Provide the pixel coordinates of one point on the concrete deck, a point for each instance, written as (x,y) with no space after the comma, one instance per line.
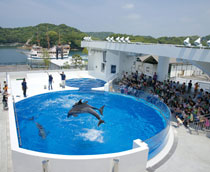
(191,154)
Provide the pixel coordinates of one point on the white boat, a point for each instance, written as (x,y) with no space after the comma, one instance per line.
(56,52)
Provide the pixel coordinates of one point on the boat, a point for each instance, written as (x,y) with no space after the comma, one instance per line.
(56,52)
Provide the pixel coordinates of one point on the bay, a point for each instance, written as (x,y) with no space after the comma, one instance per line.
(15,56)
(12,56)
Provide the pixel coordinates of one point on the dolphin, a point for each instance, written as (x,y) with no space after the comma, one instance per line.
(80,107)
(42,132)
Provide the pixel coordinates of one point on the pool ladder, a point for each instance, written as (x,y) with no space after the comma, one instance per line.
(115,167)
(17,123)
(45,165)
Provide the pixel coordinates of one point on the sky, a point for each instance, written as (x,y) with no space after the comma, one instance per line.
(136,17)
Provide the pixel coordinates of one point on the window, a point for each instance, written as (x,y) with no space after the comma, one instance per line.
(103,67)
(113,68)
◆ ◆ ◆
Task description: Recast everything in the records from the line containing "Provide the pixel coordinates of one point on the sky, a" down to the final line as a JSON list of strings, one string per line, leaving out blank lines.

Completed exercise:
[
  "Provide the pixel coordinates of one point on the sky, a point for each instance, written as (x,y) with no space after the comma, one instance per line.",
  "(136,17)",
  "Provide the pixel coordinates of one point on the window, a point for each instance, written as (x,y) with no space after the comma, one instance per line.",
  "(103,67)",
  "(113,68)"
]